Please list each line from the entries below that contains the word "states".

(Items stored from a collection)
--------------------------------------------------

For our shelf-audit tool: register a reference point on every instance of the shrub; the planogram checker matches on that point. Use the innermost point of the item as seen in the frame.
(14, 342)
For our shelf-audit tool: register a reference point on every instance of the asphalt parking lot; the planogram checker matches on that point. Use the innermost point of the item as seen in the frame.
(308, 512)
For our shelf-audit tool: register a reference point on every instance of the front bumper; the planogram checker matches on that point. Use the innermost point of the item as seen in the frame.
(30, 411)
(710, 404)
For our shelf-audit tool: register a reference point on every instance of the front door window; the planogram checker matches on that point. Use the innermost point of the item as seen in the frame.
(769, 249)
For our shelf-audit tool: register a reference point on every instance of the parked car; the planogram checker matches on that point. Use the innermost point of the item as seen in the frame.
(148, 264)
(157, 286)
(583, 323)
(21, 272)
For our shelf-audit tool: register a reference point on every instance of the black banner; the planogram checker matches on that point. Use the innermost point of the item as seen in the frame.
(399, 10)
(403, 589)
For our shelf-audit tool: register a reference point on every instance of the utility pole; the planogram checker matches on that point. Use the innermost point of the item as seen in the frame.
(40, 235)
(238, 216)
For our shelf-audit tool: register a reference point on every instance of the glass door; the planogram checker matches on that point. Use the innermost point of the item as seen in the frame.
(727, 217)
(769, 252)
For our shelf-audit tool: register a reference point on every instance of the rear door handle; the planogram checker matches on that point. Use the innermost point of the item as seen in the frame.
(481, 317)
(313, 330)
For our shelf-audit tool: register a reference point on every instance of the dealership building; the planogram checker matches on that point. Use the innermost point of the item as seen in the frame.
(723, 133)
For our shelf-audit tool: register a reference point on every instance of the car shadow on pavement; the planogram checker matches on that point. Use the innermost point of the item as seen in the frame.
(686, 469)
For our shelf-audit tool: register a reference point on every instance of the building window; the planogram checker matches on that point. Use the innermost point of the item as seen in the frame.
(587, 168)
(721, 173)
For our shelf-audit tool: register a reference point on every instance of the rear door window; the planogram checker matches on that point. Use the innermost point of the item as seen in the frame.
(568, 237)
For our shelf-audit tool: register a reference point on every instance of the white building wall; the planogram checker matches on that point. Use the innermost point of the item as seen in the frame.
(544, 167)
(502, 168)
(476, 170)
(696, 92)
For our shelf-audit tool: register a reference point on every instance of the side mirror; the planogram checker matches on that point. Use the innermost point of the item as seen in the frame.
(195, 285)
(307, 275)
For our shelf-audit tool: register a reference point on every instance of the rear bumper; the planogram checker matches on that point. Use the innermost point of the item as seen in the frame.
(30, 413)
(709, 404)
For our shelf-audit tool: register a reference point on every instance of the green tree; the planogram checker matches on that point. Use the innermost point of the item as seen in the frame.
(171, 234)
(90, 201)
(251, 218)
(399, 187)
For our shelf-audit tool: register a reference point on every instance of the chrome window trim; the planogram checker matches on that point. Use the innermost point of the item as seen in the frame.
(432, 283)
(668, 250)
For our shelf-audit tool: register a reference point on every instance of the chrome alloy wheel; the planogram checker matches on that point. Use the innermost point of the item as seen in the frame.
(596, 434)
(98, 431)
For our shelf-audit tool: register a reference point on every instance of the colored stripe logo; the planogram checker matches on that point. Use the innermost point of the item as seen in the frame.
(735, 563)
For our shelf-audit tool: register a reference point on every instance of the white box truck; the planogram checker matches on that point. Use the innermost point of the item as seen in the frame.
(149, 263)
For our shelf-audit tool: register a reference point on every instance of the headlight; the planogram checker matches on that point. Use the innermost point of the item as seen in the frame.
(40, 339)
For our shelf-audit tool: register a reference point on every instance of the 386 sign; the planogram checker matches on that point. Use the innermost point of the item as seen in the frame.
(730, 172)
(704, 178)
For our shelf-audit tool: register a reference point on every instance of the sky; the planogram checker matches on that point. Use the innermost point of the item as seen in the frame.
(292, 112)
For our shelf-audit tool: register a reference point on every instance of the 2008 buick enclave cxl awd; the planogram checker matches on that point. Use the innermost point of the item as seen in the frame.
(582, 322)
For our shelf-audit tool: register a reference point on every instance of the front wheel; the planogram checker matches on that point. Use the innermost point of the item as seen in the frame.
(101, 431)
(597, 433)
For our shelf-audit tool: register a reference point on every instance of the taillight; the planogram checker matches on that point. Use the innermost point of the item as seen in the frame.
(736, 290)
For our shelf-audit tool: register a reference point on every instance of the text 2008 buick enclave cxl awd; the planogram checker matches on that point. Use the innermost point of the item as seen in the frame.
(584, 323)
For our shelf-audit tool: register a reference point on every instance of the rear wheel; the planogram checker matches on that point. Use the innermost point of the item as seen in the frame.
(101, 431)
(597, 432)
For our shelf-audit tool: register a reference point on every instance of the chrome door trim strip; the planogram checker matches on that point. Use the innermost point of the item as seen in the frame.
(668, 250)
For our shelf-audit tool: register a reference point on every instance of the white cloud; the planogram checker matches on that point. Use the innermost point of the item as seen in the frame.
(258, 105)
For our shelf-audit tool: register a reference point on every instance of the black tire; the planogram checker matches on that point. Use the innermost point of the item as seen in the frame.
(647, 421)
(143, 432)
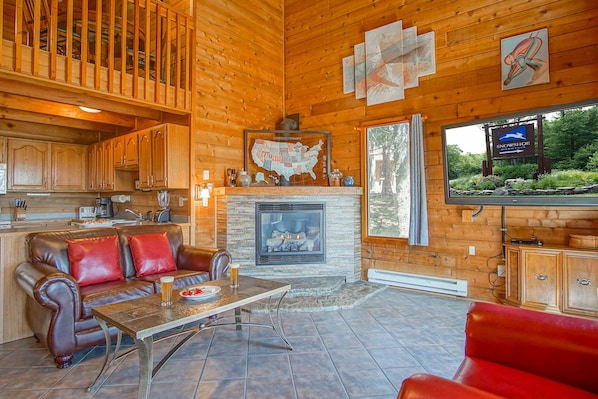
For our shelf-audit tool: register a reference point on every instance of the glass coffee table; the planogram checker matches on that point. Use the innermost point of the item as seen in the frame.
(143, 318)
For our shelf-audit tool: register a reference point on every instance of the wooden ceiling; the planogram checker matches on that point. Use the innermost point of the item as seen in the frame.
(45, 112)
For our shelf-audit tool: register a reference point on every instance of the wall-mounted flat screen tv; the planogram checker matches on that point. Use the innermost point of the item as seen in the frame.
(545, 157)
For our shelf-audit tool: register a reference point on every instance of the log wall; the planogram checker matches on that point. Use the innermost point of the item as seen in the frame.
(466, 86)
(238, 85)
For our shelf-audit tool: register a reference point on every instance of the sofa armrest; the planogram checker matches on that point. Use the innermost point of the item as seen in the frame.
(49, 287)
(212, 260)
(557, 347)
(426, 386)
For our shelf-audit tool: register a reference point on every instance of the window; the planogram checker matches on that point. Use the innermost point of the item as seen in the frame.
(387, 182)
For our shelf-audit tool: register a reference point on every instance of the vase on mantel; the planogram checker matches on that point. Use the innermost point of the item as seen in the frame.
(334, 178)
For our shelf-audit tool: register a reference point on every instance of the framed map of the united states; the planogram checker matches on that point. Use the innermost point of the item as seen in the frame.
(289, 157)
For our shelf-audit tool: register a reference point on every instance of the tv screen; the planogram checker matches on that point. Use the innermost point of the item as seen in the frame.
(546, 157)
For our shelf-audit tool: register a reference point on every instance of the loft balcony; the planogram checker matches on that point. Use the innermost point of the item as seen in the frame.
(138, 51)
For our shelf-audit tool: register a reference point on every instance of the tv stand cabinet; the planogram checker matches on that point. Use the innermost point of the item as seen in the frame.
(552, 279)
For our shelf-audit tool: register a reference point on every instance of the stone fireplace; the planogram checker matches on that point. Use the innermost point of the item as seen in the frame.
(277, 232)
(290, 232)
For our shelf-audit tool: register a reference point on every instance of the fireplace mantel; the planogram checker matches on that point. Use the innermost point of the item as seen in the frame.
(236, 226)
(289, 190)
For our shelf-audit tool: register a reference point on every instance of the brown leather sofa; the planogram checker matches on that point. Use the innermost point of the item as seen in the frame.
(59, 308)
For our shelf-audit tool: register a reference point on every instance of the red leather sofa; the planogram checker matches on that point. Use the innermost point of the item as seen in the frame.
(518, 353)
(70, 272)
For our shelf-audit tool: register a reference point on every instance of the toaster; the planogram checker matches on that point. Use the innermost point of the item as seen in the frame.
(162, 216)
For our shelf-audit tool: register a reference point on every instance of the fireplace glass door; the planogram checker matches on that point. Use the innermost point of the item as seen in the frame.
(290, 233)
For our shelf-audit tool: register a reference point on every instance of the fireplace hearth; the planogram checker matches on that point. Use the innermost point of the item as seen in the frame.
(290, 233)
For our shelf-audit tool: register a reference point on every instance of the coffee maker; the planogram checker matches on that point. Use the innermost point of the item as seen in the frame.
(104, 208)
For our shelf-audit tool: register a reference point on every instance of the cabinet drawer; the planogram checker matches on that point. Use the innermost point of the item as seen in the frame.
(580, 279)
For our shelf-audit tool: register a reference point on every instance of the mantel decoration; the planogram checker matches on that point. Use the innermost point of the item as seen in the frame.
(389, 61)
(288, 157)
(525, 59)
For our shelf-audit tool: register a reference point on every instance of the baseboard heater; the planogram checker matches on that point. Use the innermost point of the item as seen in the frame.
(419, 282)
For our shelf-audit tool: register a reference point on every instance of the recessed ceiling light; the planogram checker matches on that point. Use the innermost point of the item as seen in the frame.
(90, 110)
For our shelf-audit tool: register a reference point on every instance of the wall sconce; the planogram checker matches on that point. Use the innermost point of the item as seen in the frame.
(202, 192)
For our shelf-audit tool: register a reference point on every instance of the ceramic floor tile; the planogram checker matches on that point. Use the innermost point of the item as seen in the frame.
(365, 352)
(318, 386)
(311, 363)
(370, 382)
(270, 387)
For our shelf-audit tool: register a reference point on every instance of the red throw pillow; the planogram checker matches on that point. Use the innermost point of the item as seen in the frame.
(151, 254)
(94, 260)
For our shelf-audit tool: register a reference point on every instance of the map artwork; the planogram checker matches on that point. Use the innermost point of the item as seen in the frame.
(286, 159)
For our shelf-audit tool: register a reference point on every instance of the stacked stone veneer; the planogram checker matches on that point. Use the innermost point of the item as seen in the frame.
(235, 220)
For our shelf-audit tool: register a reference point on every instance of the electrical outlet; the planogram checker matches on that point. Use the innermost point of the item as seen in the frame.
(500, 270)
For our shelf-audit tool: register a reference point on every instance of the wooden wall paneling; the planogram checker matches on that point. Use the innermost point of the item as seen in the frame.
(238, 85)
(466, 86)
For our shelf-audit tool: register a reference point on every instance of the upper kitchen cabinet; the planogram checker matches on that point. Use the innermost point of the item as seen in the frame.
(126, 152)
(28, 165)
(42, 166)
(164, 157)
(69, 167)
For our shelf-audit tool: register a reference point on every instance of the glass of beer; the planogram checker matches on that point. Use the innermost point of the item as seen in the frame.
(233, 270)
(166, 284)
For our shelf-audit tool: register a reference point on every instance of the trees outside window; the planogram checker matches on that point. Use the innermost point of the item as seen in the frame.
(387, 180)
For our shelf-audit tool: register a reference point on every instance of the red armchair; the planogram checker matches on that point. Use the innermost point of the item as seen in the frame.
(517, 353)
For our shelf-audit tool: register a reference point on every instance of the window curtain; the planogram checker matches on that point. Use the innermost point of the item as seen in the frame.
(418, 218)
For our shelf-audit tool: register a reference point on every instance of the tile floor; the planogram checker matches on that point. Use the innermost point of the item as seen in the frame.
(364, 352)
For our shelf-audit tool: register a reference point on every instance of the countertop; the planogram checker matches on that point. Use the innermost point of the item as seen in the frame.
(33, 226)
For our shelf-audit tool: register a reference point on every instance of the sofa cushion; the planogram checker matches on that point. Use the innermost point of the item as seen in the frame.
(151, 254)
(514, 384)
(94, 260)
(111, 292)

--------------------------------------------------

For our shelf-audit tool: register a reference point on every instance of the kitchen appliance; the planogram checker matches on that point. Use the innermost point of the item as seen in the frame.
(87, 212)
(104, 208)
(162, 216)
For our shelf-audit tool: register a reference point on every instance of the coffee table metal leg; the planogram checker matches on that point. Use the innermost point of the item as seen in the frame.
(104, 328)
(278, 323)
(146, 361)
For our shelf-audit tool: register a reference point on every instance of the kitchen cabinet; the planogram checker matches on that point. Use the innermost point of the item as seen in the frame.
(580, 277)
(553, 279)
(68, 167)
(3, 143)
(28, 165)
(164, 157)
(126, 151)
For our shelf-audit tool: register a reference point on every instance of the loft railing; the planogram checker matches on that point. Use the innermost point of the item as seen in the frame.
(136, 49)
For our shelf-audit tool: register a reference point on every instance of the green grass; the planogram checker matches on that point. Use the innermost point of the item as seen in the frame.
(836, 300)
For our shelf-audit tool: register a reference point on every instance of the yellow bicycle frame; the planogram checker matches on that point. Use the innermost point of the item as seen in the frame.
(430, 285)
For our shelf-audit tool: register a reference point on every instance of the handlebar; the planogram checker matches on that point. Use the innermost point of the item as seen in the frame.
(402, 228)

--------------------------------------------------

Response to the exercise:
For our shelf-audit tool: register a reference point on every instance of the framed map of the united states; the planogram checker matches on that point. Use the innermost point of the item as seen in the frame.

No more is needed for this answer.